* Source document *
Surroundings that are more than 100 years old create a special atmosphere that you won’t find anywhere else.
Built in 1910, the Halosen Harmoonitehdas factory building is one of Jyväskylä’s landmarks.

The birth of the Halonen's harmonium factory

Let’s go back in time to 1910. A characterful style, handmade items and simple shapes are on the rise thanks to the Arts & Crafts movement. The Arts & Crafts idiom has found its way to Central Finland. The fantastic old buildings contain depth, history, and lifelong memories.

Harmoonitehdas’ attractive brick and wooden-framed structure represents the romantic nationalist art nouveau style of architecture, which is rare in the region. The building was designed by Antti Halonen, the brother of one of the organ factory’s founders, organ master Aapeli Halonen.

Aapeli Halonen (1863-1928) himself was an upstanding citizen who led the firefighters’ choir and sang in Male Choir Sirkat. His spouse Ida participated even more in the municipality’s cultural and non-profit activities. The whole second floor of the large building was designed for residential use. Of course, Aapeli lived there with his family, as did his children and their families, right up until the early 1960s.

A CULTURAL CENTRE OF ITS TIME

Artist life

Kilpinen collected a wide range of money, weapons, ornaments and folk tradition items from his numerous guests, and kept the items in his home and the attic of the Halonen building. Kilpinen’s dream was for Jyväskylä to have a museum, and he donated his collection to the city.

* Stated exercise 1 *
Count the lines in the records that contain the string "photo", treating uppercase and lowercase as different, and give only the number.

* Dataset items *
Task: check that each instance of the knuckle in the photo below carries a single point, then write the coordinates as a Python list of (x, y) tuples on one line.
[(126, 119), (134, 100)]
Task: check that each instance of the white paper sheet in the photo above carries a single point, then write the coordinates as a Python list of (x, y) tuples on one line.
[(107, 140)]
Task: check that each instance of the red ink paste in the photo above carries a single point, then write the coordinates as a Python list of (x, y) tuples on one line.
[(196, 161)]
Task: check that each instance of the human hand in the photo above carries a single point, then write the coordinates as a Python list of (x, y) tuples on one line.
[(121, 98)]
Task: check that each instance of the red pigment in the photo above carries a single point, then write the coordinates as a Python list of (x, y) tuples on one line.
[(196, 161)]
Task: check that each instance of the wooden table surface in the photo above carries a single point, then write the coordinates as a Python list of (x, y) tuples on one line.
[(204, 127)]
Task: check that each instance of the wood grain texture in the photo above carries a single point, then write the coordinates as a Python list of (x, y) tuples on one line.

* Stated exercise 2 *
According to the text on the Harmoonitehdas building, who designed the building?

* Answer 1 *
7

* Answer 2 *
Antti Halonen, the brother of organ master Aapeli Halonen, one of the factory's founders.